INPUT
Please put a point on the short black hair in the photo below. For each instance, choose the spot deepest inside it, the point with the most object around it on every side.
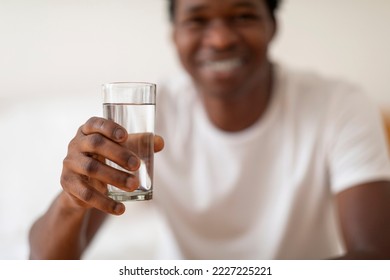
(271, 4)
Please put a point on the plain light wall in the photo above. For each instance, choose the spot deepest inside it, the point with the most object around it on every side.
(54, 55)
(71, 47)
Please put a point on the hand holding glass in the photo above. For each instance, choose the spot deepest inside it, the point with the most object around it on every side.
(133, 106)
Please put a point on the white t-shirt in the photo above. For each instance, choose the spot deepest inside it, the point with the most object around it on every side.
(266, 192)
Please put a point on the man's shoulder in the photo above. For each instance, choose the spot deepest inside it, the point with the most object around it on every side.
(304, 83)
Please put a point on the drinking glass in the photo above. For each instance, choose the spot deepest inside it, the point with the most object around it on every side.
(133, 106)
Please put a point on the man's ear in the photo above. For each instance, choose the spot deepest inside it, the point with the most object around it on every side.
(274, 30)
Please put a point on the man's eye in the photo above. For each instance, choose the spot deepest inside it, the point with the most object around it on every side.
(196, 21)
(246, 17)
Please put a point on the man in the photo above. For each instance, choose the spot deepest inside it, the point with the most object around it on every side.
(259, 162)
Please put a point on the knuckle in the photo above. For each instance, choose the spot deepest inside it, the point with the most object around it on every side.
(86, 194)
(93, 122)
(96, 140)
(91, 166)
(65, 180)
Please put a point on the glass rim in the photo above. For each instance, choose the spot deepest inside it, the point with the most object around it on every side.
(130, 84)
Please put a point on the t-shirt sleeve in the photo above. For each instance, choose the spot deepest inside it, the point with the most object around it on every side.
(358, 147)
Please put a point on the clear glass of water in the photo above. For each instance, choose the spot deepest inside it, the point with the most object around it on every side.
(133, 106)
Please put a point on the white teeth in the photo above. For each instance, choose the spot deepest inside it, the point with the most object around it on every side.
(223, 65)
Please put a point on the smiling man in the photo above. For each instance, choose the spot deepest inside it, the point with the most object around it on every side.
(260, 162)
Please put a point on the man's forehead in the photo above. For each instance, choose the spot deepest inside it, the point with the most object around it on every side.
(200, 4)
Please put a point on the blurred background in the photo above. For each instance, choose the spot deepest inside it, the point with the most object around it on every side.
(54, 56)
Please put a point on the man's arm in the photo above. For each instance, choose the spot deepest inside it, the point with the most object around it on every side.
(364, 212)
(72, 220)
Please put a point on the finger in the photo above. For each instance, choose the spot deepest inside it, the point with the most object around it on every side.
(93, 168)
(105, 127)
(97, 144)
(158, 143)
(78, 188)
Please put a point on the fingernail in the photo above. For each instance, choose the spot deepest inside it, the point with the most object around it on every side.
(119, 134)
(132, 183)
(133, 163)
(119, 208)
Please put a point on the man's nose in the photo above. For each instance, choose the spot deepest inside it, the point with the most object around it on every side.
(220, 36)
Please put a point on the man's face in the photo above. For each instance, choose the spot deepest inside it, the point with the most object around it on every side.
(223, 43)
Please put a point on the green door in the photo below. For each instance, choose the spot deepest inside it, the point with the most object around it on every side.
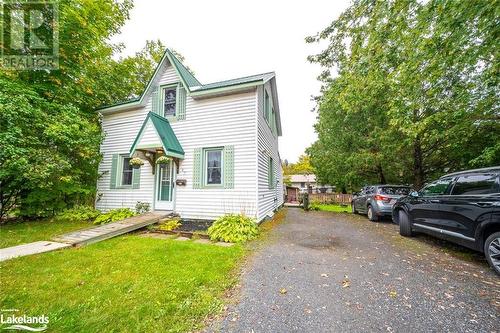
(165, 186)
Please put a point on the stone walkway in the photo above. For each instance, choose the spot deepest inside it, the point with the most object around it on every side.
(29, 249)
(102, 232)
(82, 237)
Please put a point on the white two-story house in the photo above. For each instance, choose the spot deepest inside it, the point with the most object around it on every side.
(221, 140)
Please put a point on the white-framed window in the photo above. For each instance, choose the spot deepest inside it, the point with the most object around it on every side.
(126, 171)
(269, 114)
(267, 105)
(270, 173)
(212, 162)
(169, 100)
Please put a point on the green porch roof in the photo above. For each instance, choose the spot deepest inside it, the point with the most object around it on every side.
(169, 141)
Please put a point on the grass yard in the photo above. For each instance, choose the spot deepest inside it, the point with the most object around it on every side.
(333, 208)
(25, 232)
(125, 284)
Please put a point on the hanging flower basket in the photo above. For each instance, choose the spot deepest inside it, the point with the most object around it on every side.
(136, 162)
(163, 160)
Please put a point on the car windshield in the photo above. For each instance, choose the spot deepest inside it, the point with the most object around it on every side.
(396, 190)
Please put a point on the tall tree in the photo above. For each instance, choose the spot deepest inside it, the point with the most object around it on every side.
(414, 85)
(302, 167)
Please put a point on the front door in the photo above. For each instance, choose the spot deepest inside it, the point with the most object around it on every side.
(165, 186)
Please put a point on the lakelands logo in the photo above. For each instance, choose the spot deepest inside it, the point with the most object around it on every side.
(29, 35)
(24, 322)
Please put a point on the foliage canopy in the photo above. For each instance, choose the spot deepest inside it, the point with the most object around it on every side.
(410, 91)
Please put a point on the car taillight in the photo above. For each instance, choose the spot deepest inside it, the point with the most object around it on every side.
(379, 197)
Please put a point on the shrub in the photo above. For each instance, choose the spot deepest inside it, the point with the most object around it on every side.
(233, 228)
(114, 215)
(142, 207)
(170, 225)
(314, 205)
(77, 213)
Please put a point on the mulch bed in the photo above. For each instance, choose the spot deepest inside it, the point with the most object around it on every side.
(195, 225)
(181, 233)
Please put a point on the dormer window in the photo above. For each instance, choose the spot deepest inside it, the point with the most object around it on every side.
(169, 101)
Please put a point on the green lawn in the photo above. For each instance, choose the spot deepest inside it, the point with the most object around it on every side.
(126, 284)
(24, 232)
(334, 208)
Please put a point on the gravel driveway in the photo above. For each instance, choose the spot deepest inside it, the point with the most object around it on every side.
(330, 272)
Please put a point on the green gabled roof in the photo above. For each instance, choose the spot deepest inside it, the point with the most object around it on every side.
(167, 136)
(233, 82)
(192, 85)
(185, 74)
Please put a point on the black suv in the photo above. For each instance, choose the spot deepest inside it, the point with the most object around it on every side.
(462, 207)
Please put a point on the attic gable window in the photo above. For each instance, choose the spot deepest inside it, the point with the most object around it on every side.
(169, 101)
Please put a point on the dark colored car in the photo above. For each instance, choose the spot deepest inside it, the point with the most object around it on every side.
(377, 200)
(462, 207)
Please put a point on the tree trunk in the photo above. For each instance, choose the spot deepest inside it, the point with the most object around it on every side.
(381, 176)
(418, 165)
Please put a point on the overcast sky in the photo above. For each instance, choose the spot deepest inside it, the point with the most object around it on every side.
(228, 39)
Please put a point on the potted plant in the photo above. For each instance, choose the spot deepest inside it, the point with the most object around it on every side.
(163, 160)
(136, 162)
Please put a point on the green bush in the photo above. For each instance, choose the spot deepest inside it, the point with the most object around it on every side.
(142, 207)
(170, 225)
(77, 213)
(114, 215)
(314, 205)
(233, 228)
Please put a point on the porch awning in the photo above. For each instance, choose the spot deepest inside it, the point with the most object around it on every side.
(156, 132)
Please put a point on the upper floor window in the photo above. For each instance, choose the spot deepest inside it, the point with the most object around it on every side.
(213, 164)
(269, 114)
(271, 179)
(169, 95)
(266, 106)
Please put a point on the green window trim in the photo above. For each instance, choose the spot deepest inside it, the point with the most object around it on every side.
(200, 168)
(117, 173)
(205, 167)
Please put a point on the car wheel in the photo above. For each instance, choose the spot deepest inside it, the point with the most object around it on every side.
(371, 215)
(353, 209)
(404, 224)
(492, 251)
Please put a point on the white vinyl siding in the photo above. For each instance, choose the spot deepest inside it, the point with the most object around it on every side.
(211, 122)
(269, 198)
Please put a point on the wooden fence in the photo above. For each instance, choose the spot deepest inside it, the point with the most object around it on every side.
(338, 198)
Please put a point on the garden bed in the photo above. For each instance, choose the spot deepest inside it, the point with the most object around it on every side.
(188, 234)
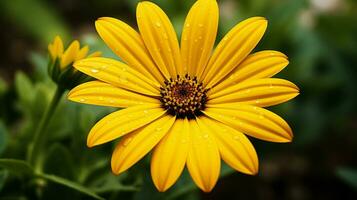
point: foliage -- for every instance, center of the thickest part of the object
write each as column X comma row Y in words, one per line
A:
column 321, row 44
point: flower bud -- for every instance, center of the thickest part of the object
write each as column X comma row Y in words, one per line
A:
column 60, row 66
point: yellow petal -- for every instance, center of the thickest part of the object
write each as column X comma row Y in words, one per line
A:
column 198, row 36
column 95, row 54
column 70, row 54
column 128, row 45
column 52, row 51
column 170, row 155
column 122, row 122
column 82, row 53
column 104, row 94
column 235, row 148
column 203, row 161
column 259, row 92
column 263, row 64
column 56, row 48
column 137, row 144
column 233, row 49
column 117, row 74
column 251, row 120
column 159, row 37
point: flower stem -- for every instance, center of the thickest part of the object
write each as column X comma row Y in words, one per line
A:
column 35, row 156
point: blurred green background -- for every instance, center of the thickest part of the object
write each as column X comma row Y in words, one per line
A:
column 319, row 36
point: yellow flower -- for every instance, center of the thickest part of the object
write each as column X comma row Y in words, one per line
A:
column 188, row 106
column 60, row 66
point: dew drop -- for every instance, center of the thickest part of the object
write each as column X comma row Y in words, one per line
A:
column 94, row 70
column 123, row 79
column 127, row 142
column 236, row 137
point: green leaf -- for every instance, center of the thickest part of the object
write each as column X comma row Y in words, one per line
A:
column 3, row 177
column 15, row 166
column 24, row 88
column 3, row 137
column 348, row 175
column 48, row 22
column 3, row 86
column 108, row 183
column 59, row 161
column 70, row 184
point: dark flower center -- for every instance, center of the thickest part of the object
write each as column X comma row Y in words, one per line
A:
column 183, row 97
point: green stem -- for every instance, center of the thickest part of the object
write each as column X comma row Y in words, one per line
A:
column 35, row 156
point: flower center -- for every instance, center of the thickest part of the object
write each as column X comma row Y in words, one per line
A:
column 183, row 96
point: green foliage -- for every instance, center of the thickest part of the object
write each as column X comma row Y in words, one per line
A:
column 321, row 46
column 42, row 22
column 70, row 184
column 348, row 175
column 18, row 167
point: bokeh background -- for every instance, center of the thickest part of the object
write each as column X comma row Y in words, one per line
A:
column 319, row 36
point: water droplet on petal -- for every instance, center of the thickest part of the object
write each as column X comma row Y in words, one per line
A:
column 127, row 141
column 94, row 70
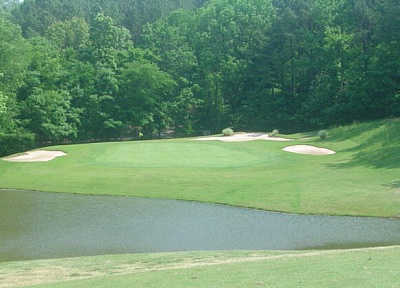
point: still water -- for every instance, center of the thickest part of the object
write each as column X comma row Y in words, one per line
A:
column 37, row 225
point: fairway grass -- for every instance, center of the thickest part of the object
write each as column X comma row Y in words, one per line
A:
column 362, row 178
column 363, row 268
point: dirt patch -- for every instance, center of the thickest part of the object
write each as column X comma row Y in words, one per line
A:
column 36, row 156
column 242, row 137
column 308, row 149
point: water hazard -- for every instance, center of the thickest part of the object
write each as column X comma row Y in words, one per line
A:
column 36, row 225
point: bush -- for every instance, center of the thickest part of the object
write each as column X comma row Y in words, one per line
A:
column 322, row 134
column 16, row 142
column 227, row 132
column 274, row 132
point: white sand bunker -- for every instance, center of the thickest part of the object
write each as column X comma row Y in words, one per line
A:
column 36, row 156
column 240, row 137
column 308, row 149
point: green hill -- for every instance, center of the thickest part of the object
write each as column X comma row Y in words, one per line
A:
column 362, row 178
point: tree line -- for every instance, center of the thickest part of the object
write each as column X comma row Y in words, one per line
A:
column 79, row 70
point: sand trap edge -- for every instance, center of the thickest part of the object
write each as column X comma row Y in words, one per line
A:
column 308, row 150
column 35, row 156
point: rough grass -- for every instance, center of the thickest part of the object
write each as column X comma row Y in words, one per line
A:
column 363, row 268
column 359, row 180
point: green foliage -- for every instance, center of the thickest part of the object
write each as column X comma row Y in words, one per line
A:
column 227, row 132
column 322, row 134
column 16, row 142
column 293, row 65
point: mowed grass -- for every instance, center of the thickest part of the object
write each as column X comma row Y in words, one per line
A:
column 363, row 178
column 361, row 268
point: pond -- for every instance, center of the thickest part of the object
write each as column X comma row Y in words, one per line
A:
column 36, row 225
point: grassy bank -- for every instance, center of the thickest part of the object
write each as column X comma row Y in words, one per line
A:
column 361, row 179
column 338, row 268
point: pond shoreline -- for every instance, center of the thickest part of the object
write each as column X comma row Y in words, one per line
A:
column 206, row 202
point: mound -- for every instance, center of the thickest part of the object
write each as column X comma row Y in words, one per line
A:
column 308, row 149
column 36, row 156
column 240, row 137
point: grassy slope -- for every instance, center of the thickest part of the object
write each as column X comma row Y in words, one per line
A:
column 360, row 268
column 361, row 179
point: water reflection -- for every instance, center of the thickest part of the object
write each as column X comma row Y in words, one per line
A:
column 46, row 225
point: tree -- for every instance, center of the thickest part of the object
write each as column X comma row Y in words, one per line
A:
column 145, row 96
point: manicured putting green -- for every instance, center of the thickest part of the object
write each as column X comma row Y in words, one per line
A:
column 181, row 155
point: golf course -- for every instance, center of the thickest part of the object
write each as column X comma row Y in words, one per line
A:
column 360, row 179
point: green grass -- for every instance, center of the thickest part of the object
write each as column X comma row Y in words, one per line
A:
column 361, row 179
column 361, row 268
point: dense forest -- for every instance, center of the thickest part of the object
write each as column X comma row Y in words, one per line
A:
column 80, row 70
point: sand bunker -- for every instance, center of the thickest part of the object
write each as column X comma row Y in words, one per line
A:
column 240, row 137
column 36, row 156
column 308, row 149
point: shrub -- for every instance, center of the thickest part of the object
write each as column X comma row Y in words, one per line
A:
column 227, row 132
column 274, row 132
column 322, row 134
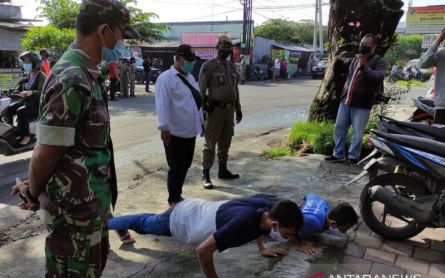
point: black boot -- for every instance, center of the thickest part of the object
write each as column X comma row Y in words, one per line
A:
column 206, row 182
column 225, row 174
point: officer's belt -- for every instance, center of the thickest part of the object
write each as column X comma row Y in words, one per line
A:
column 223, row 104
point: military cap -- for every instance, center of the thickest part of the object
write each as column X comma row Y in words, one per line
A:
column 111, row 11
column 224, row 40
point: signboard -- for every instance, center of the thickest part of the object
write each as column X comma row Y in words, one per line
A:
column 206, row 53
column 201, row 39
column 428, row 41
column 9, row 78
column 425, row 20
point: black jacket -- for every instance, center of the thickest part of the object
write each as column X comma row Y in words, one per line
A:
column 362, row 84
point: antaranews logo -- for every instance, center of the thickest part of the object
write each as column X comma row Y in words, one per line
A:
column 321, row 275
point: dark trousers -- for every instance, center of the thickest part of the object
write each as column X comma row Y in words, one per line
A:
column 24, row 111
column 179, row 153
column 113, row 87
column 147, row 80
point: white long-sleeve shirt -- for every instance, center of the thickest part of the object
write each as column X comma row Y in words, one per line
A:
column 175, row 105
column 435, row 57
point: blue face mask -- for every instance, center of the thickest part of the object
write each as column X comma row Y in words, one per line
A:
column 27, row 68
column 114, row 54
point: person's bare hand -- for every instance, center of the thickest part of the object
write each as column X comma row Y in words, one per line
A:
column 441, row 36
column 166, row 137
column 273, row 252
column 306, row 248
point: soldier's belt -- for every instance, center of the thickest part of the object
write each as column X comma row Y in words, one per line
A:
column 222, row 104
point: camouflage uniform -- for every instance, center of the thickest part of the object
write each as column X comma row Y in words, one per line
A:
column 218, row 82
column 74, row 114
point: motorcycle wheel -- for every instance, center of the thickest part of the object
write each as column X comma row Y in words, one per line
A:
column 379, row 220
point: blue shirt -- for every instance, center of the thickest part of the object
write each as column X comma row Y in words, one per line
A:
column 238, row 221
column 314, row 210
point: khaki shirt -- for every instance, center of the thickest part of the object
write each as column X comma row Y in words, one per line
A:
column 219, row 81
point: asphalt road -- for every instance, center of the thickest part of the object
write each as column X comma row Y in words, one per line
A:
column 134, row 123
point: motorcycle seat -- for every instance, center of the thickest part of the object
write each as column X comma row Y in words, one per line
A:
column 419, row 143
column 427, row 102
column 438, row 132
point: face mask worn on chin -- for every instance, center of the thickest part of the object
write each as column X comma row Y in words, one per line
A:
column 275, row 235
column 27, row 67
column 188, row 67
column 363, row 49
column 224, row 53
column 335, row 232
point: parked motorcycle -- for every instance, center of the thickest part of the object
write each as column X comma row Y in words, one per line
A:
column 400, row 204
column 8, row 133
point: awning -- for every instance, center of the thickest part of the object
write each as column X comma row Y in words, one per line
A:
column 292, row 47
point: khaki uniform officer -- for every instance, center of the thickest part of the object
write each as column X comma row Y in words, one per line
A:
column 218, row 83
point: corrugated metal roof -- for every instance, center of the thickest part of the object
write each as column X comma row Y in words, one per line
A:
column 291, row 47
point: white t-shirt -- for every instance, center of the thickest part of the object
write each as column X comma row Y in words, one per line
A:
column 193, row 220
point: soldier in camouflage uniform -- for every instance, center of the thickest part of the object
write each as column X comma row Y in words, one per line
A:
column 218, row 81
column 72, row 169
column 132, row 76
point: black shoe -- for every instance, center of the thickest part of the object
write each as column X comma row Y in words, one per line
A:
column 353, row 161
column 225, row 174
column 334, row 159
column 206, row 181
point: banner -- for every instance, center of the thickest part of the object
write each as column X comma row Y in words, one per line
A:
column 425, row 20
column 429, row 40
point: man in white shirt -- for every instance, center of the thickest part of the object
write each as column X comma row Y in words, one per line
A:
column 178, row 105
column 435, row 57
column 219, row 225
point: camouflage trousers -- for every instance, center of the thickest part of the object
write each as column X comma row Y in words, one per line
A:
column 218, row 131
column 76, row 250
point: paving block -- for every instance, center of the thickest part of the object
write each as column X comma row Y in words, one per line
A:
column 369, row 241
column 419, row 240
column 379, row 256
column 438, row 245
column 399, row 248
column 412, row 264
column 356, row 265
column 437, row 270
column 355, row 250
column 429, row 255
column 383, row 269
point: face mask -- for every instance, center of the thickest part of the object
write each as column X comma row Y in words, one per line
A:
column 275, row 235
column 363, row 49
column 224, row 53
column 27, row 67
column 335, row 232
column 188, row 67
column 114, row 54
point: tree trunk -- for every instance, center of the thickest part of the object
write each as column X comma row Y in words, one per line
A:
column 349, row 20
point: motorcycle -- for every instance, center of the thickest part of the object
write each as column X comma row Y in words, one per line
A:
column 400, row 204
column 8, row 133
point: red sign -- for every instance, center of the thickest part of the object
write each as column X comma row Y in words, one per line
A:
column 201, row 39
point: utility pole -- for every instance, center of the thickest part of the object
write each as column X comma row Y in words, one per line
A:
column 247, row 25
column 320, row 22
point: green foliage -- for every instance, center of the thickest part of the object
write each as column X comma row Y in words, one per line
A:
column 317, row 137
column 60, row 13
column 274, row 153
column 141, row 21
column 406, row 47
column 287, row 30
column 55, row 40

WORK TO BE COMPLETED
Take each line of the material that contains the word "belt" and list it.

ANSWER TO THE EXERCISE
point: officer's belt -- for every instance, center of the thickest part of the object
point: soldier's belt -- for every instance, center of the thickest part of the object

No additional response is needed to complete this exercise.